DESCRIÇÃO DO EXERCÍCIO: Renomeie "grass-covered hill" para "green hillside" em tudo desde a linha com "the grass-covered hill?" até a linha com "96 L 15 124", inclusive. Reescreva apenas esse trecho, sem nenhuma outra alteração.
== == ==
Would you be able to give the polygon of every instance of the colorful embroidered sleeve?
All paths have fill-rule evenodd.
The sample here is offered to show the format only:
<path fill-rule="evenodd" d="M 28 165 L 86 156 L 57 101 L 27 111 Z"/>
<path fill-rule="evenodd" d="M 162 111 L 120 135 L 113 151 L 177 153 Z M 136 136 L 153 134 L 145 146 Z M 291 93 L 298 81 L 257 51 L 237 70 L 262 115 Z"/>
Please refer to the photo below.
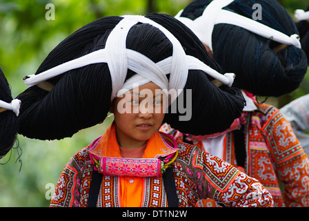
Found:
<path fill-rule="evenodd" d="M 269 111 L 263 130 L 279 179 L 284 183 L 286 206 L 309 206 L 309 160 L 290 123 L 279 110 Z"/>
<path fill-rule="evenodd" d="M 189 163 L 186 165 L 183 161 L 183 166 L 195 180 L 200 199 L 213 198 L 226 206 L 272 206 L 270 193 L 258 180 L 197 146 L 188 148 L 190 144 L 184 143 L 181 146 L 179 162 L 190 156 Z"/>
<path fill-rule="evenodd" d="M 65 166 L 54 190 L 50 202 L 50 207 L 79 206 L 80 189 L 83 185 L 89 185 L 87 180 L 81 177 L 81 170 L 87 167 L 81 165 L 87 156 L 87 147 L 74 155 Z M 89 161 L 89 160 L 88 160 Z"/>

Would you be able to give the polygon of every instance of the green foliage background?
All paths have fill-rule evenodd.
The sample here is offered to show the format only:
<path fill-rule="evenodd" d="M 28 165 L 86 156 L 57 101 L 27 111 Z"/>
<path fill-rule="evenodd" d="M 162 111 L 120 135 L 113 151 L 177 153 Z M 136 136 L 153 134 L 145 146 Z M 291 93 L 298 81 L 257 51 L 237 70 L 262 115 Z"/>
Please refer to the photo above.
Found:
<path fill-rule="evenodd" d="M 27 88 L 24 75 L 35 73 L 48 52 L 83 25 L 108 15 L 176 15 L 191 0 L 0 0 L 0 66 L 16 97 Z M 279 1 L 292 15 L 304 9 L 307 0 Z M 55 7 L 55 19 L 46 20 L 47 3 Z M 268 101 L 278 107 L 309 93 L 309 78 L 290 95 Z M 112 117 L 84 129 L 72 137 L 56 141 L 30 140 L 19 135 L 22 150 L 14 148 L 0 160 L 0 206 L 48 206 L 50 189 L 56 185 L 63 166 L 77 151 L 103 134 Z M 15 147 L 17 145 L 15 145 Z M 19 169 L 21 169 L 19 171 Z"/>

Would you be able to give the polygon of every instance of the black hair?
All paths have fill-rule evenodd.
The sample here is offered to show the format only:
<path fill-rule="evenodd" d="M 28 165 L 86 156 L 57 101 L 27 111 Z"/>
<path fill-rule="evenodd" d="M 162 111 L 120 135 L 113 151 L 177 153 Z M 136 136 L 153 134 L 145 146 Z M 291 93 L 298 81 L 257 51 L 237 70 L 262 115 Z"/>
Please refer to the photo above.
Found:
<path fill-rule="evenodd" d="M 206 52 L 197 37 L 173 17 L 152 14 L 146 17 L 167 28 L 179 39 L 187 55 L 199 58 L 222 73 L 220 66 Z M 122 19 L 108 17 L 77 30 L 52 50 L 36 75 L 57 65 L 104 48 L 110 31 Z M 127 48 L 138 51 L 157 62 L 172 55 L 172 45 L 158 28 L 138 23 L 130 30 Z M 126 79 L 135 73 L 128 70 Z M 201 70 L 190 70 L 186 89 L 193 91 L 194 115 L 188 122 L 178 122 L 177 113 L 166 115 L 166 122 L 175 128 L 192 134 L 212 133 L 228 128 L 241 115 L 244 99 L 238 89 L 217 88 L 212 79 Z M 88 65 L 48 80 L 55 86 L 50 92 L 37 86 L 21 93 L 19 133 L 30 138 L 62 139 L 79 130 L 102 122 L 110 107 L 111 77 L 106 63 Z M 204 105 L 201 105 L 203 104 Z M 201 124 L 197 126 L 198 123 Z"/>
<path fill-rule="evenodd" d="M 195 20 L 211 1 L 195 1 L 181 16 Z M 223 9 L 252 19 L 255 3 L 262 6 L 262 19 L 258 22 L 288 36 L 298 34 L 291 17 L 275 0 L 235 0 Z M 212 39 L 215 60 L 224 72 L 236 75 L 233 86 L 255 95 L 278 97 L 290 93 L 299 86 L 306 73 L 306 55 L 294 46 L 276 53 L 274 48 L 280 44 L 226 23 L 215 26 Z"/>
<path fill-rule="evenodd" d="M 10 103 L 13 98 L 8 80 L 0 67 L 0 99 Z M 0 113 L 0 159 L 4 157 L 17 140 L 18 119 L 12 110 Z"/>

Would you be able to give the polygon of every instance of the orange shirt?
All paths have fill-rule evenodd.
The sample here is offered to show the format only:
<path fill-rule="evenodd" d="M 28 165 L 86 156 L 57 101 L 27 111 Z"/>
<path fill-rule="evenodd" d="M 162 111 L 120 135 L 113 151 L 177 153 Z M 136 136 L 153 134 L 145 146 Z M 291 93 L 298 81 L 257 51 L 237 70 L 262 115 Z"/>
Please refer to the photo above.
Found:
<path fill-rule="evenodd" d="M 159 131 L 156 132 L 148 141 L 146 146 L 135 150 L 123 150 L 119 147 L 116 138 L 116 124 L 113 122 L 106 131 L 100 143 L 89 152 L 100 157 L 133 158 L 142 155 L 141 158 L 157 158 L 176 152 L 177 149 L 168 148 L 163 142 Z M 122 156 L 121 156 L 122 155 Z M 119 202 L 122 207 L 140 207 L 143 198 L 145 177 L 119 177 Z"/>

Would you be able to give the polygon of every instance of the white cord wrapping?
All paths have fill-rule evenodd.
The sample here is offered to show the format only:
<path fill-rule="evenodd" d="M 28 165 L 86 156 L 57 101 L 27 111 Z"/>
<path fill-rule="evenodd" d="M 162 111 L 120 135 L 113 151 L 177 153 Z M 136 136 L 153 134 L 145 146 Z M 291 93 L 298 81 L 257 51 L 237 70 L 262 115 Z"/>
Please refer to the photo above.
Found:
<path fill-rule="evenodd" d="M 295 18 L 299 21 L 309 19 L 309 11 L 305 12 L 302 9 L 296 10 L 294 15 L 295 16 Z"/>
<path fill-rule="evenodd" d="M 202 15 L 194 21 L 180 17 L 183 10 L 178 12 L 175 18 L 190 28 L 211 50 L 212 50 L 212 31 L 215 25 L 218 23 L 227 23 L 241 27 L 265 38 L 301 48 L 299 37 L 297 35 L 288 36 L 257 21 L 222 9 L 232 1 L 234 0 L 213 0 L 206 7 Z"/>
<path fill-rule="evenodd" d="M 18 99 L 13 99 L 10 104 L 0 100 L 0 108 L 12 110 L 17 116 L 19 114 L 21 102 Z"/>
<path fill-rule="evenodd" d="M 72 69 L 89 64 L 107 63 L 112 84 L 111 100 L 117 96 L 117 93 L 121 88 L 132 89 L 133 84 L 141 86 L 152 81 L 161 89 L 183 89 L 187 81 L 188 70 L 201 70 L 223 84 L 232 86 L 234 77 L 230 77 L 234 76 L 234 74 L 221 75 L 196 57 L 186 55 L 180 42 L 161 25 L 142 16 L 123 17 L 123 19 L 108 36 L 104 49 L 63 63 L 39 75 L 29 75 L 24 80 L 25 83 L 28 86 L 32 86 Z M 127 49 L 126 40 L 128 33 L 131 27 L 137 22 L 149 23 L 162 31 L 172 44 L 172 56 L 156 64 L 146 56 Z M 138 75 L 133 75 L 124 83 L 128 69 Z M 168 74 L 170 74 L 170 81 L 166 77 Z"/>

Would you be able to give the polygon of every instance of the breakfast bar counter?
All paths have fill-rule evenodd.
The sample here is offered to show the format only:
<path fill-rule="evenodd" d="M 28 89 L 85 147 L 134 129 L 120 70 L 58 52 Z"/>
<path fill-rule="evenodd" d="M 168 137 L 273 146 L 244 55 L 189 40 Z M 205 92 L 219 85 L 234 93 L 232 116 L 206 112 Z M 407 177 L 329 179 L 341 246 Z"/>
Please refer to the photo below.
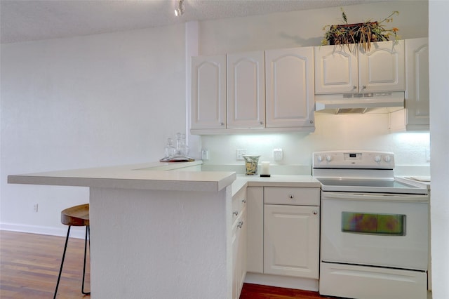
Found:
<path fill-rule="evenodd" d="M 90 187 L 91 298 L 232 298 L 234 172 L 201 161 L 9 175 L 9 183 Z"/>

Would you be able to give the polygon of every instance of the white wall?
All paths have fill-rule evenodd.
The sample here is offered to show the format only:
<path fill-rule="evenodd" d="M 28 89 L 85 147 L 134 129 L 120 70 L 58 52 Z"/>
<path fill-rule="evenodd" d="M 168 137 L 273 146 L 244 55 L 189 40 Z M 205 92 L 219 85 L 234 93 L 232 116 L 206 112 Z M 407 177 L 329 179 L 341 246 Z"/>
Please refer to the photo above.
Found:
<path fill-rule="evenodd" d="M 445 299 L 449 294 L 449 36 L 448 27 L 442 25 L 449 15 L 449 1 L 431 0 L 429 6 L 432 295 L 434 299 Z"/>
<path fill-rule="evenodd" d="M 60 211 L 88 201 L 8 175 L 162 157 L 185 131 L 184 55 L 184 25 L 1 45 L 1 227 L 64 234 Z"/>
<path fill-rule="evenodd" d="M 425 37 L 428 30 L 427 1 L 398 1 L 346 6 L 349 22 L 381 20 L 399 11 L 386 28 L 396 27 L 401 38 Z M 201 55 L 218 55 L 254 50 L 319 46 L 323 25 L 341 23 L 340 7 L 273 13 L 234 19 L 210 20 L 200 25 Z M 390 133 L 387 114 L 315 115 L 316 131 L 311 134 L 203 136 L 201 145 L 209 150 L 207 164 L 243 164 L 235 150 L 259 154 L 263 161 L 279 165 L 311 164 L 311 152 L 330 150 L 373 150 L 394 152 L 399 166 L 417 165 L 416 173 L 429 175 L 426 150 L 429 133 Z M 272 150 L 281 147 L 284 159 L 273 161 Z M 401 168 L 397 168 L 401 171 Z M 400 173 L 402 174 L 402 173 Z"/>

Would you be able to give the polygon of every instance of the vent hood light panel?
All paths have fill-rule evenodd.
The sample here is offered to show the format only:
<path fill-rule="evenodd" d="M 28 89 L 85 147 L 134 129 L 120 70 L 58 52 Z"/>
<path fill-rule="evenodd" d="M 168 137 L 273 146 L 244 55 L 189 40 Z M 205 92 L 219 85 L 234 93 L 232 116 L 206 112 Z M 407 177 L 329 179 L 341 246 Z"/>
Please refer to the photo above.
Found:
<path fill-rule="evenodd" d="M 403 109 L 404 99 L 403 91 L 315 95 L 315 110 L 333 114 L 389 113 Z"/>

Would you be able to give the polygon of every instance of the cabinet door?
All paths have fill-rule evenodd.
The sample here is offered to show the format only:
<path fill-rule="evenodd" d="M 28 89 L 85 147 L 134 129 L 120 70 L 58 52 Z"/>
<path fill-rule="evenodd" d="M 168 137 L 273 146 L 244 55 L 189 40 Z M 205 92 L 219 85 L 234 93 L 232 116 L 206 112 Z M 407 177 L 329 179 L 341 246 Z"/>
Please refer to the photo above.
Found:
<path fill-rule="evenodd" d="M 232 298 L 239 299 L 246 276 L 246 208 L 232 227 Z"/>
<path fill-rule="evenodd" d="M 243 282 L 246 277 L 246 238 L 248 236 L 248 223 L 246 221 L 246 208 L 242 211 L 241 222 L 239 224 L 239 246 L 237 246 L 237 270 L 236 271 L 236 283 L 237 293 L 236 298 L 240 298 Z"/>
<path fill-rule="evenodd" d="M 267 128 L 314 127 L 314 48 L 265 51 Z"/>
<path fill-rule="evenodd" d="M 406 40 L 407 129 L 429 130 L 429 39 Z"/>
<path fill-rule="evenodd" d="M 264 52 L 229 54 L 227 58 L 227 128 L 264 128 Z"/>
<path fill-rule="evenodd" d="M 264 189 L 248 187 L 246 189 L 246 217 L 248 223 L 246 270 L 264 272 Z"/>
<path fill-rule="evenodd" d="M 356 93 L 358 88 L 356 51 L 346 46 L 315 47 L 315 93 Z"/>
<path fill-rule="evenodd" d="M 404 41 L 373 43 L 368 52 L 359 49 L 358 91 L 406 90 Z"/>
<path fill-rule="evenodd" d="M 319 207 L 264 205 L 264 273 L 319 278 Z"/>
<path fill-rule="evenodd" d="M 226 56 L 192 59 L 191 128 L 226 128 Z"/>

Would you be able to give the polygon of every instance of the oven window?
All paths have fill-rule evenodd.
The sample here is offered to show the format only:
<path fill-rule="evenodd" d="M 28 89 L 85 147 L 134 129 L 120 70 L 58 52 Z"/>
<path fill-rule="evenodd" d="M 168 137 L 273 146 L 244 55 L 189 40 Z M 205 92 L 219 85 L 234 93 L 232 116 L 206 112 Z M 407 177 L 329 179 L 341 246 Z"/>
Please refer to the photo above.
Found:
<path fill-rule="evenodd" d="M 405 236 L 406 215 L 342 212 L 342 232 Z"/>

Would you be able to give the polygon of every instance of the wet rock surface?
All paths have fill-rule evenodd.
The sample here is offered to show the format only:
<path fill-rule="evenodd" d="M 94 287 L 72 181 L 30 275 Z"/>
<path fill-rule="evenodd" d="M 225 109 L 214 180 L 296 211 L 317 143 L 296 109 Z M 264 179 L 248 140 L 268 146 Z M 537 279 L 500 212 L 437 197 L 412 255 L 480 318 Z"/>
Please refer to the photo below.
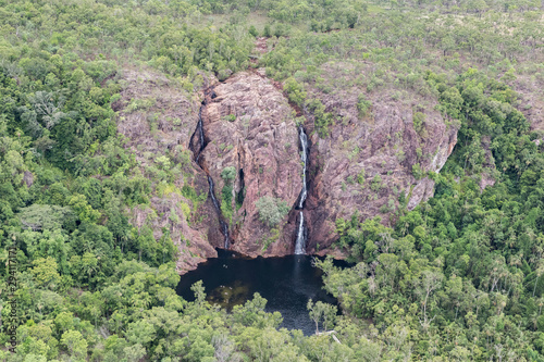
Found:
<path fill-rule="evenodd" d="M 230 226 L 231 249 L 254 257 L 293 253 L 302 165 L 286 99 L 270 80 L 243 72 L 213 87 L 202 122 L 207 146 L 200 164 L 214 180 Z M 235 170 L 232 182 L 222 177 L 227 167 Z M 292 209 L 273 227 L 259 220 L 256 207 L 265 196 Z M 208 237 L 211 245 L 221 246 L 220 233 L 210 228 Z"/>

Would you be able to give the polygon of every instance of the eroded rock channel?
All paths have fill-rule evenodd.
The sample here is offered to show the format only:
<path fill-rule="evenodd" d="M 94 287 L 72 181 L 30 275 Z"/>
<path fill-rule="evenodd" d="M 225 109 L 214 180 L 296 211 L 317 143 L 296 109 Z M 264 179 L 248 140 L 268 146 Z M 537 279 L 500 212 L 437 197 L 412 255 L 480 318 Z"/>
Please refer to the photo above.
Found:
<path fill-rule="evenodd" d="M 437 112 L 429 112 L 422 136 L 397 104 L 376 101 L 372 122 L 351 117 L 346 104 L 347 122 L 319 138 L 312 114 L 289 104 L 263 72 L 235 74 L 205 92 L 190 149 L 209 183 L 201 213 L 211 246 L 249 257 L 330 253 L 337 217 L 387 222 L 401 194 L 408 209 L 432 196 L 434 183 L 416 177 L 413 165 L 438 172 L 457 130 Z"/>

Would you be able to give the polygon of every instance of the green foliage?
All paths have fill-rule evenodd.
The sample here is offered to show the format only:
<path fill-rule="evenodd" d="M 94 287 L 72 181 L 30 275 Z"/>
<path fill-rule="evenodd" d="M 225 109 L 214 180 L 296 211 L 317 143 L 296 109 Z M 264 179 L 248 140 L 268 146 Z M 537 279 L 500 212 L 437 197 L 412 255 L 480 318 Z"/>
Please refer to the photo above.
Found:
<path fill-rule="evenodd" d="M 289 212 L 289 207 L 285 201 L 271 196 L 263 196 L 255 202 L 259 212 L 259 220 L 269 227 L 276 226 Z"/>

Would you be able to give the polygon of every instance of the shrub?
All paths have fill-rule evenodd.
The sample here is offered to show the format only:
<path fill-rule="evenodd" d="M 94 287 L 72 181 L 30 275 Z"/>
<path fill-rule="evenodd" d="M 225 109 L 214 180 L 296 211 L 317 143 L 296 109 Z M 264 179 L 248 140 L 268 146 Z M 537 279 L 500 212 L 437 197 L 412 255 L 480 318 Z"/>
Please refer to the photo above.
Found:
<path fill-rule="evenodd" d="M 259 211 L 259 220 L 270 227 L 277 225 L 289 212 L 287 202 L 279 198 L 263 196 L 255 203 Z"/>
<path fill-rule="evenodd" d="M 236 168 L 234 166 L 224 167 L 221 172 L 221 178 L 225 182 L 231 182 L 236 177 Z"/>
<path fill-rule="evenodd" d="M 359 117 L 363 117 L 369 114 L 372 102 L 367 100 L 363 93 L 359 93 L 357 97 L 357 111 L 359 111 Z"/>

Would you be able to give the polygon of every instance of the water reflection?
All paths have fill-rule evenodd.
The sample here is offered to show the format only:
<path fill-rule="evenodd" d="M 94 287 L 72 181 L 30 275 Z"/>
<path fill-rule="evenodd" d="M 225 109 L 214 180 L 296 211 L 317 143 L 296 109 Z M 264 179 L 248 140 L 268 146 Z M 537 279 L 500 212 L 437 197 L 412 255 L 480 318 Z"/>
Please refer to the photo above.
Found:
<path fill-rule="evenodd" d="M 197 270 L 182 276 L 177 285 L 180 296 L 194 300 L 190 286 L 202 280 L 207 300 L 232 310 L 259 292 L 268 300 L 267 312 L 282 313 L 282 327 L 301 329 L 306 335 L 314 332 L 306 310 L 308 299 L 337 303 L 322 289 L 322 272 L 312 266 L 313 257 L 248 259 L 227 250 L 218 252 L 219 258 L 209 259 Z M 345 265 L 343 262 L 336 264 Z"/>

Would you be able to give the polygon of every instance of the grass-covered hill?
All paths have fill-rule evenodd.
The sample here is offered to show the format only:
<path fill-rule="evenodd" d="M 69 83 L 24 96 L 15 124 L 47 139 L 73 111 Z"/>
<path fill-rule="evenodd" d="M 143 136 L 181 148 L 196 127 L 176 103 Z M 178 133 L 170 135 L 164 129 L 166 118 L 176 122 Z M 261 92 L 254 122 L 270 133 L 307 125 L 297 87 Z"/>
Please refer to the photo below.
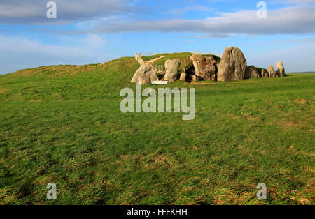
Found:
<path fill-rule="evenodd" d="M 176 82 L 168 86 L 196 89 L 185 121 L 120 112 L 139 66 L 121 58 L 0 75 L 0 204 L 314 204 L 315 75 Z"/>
== == ==
SAÍDA:
Would you be able to give the polygon of every instance of the green hillside?
All paths have fill-rule evenodd.
The sample here is offered to show the format only:
<path fill-rule="evenodd" d="M 69 83 L 24 96 L 15 124 L 47 139 L 73 111 Z"/>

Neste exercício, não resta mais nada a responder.